Prompt:
Pull every line holding the string "decaying" from the records below.

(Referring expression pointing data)
--------
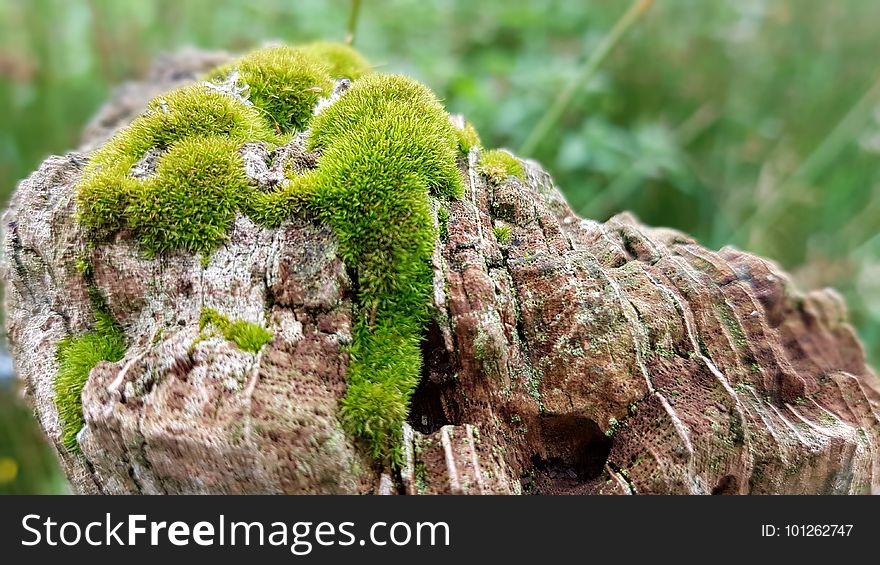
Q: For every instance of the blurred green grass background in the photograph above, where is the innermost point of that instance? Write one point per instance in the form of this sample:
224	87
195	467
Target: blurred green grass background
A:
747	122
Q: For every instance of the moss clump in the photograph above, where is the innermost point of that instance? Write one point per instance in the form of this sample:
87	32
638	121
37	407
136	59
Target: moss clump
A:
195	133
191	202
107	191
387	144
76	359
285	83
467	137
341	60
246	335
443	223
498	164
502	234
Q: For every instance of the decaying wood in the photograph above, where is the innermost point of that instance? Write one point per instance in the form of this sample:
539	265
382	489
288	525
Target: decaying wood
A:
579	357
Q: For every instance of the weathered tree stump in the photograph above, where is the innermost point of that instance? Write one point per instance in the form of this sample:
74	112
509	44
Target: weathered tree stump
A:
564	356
--------
Task result:
Q: For every instance of the decaying wood in the photograph above, where is the innermost point of that instance? Write one point per instance in the form of this sample:
Target: decaying wood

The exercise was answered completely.